Raw data:
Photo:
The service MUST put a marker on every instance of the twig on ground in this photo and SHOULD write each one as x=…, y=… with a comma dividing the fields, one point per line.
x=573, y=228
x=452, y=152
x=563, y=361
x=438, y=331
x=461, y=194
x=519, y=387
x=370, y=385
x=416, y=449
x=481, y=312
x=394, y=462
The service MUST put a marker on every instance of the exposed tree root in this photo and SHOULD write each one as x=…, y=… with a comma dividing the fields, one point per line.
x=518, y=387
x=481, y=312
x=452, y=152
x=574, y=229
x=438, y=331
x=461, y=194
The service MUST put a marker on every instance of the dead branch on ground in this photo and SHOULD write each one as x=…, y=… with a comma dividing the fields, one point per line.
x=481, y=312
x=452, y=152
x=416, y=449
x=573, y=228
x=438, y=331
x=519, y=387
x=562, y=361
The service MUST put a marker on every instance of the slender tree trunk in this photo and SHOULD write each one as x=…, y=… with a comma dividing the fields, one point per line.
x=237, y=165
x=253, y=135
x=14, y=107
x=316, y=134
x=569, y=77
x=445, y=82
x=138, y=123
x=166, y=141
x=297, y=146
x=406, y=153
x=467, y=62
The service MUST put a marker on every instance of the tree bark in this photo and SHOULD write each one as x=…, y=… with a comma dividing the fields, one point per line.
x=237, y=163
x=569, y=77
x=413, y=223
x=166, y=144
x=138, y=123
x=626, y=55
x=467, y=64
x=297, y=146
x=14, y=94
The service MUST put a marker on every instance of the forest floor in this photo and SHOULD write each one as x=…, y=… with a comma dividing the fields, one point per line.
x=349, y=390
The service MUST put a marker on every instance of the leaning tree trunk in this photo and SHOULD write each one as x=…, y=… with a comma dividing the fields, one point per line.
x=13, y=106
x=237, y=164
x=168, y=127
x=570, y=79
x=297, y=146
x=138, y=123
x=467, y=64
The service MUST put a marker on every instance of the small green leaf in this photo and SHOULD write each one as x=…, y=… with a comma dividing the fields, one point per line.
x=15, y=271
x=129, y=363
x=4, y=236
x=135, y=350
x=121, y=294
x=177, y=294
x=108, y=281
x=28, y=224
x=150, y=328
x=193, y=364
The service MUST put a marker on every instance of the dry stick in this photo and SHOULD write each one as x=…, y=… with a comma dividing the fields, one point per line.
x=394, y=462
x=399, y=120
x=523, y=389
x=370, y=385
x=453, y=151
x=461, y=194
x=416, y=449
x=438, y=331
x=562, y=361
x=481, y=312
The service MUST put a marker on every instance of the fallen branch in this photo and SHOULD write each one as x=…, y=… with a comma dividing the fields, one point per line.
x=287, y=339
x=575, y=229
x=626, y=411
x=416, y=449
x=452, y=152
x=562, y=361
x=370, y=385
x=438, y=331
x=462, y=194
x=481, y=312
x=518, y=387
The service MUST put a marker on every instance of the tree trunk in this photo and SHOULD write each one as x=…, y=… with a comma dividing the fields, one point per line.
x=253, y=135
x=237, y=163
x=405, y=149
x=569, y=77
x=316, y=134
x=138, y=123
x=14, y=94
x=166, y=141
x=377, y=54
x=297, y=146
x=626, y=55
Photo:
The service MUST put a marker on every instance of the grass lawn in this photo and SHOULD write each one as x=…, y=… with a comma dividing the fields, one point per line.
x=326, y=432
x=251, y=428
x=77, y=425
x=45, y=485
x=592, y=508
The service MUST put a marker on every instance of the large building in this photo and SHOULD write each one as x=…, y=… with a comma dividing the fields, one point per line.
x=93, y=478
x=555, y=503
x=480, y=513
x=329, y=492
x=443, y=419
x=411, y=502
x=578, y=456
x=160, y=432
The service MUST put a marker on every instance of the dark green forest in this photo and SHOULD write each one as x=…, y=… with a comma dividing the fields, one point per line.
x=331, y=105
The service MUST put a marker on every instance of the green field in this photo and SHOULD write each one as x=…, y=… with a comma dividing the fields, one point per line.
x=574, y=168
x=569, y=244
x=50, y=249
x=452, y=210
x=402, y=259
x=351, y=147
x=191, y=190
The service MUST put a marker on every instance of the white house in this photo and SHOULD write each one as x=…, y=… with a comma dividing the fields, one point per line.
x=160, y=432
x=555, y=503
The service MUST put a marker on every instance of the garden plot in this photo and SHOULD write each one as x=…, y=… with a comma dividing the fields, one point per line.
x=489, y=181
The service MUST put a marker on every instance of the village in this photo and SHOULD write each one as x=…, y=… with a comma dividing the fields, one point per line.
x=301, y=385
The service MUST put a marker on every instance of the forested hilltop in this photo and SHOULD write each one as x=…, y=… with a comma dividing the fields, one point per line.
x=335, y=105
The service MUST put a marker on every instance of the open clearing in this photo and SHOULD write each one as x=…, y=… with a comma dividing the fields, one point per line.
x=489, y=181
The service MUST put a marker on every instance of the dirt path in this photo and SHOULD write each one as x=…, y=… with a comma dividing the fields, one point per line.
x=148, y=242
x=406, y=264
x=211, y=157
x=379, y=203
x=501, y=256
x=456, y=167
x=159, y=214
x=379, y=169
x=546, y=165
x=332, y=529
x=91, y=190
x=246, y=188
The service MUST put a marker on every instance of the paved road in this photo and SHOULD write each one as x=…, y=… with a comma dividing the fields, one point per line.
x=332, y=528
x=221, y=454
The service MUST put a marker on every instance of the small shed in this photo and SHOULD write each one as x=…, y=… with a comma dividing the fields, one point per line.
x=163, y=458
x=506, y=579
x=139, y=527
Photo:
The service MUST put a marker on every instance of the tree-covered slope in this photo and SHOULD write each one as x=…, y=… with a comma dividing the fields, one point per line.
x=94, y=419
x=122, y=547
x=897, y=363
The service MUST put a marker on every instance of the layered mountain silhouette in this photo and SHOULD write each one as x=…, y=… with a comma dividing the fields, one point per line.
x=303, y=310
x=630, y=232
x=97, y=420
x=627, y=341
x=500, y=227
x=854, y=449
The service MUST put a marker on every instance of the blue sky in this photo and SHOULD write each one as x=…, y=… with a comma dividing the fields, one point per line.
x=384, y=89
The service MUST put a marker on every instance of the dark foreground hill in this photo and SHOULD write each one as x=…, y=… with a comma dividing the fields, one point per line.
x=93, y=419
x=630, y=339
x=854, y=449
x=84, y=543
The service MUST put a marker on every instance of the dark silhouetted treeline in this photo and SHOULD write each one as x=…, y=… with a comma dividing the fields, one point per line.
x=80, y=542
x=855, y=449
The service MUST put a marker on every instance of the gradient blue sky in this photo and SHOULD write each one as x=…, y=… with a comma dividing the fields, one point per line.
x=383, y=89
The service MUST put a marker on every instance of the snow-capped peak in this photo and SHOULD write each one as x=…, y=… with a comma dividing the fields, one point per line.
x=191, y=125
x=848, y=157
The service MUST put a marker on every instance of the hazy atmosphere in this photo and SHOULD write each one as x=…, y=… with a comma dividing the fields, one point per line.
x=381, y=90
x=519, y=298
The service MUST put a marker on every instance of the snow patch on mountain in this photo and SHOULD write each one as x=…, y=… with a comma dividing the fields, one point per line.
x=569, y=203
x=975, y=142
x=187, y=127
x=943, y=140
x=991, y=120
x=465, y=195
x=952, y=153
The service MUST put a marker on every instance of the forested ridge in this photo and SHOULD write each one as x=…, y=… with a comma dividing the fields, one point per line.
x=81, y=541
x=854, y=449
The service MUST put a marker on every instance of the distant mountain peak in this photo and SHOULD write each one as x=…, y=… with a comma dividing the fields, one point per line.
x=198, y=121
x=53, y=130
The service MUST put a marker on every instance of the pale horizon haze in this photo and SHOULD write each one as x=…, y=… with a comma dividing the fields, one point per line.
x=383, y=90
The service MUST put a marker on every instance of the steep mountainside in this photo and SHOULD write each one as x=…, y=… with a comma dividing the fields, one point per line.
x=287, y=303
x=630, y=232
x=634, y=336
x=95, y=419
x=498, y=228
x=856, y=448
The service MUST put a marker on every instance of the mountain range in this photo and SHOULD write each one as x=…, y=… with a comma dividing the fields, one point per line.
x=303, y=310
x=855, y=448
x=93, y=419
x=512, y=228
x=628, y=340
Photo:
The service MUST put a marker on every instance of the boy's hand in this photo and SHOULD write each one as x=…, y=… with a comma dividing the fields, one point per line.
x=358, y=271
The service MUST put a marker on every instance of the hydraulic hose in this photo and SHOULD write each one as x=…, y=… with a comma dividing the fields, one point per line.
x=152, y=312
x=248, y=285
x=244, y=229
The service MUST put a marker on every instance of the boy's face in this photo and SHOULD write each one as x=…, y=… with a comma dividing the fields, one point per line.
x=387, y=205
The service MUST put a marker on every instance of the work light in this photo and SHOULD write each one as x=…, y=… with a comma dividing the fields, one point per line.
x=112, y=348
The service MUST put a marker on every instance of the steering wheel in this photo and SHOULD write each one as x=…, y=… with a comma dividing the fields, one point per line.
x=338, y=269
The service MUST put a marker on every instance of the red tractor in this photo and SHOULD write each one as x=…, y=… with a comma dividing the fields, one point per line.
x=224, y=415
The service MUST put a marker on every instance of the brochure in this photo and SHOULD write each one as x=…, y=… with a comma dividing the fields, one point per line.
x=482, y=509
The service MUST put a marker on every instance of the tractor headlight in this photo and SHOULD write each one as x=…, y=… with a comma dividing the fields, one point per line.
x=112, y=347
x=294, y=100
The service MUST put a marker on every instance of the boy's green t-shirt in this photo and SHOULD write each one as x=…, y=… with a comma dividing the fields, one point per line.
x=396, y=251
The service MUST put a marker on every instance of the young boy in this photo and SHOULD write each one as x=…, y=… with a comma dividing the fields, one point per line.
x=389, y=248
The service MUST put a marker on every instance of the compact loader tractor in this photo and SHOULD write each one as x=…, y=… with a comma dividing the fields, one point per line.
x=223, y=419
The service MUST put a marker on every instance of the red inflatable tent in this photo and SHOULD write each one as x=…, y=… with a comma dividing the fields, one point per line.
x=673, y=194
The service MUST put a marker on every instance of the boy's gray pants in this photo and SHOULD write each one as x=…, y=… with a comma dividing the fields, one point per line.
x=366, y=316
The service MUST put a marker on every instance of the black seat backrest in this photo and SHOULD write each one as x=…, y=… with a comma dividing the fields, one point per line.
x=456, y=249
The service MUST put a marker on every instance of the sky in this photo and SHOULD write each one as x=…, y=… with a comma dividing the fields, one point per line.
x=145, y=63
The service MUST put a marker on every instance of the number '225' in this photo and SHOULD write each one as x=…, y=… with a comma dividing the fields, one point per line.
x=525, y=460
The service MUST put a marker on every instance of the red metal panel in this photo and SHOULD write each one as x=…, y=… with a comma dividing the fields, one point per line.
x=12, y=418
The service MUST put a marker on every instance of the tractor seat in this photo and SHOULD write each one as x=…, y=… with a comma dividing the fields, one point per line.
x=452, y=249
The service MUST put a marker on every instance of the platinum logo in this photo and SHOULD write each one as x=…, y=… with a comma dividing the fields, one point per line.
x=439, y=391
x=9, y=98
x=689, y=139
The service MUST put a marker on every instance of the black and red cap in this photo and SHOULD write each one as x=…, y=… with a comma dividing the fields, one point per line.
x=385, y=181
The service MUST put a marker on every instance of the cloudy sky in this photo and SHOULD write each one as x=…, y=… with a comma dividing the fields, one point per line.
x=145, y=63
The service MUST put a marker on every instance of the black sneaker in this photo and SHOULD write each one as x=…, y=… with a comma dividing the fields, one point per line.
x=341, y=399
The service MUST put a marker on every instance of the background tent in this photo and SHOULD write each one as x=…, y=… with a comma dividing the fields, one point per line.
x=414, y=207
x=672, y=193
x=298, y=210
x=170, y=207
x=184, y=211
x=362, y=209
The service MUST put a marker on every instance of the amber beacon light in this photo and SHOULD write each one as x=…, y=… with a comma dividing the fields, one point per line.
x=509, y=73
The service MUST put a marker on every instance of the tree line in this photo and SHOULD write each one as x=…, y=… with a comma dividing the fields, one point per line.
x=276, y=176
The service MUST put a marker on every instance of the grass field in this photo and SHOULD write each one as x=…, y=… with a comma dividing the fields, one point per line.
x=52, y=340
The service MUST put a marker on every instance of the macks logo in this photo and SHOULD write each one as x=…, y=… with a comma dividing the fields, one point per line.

What you have to do: Extract the lines of the data above, without any change, beginning at the line that contains "the tractor seat" and stopping after the line that contains "x=362, y=209".

Task output:
The service MUST put a marker on every instance of the tractor seat in this photo and SHOULD write each one as x=…, y=… with a comma dividing the fields, one point per line.
x=452, y=249
The service MUST put a marker on every instance of the platinum logo in this photo and SHOULD write each one as x=…, y=… with a comma dividing the fields, one point per line.
x=439, y=391
x=9, y=98
x=689, y=139
The service MUST put a marker on every instance of the black and red cap in this photo and SHOULD write each one as x=…, y=… with a comma dividing the fields, one point per line.
x=385, y=181
The service MUST put a marker on every instance of the cloudy sky in this photo and SHOULD write each one as x=…, y=… with a comma dividing the fields, one point per line.
x=145, y=63
The service MUST put a marker on every instance of the black sneaker in this photo and SHOULD write each one as x=…, y=… with a comma dividing the fields, one point per line.
x=341, y=399
The service MUST put a marker on every instance of the background tent in this photo and SHOULD write each one as x=…, y=… with a comma dividing the fields, one point per line.
x=414, y=207
x=672, y=193
x=298, y=210
x=170, y=207
x=184, y=211
x=362, y=209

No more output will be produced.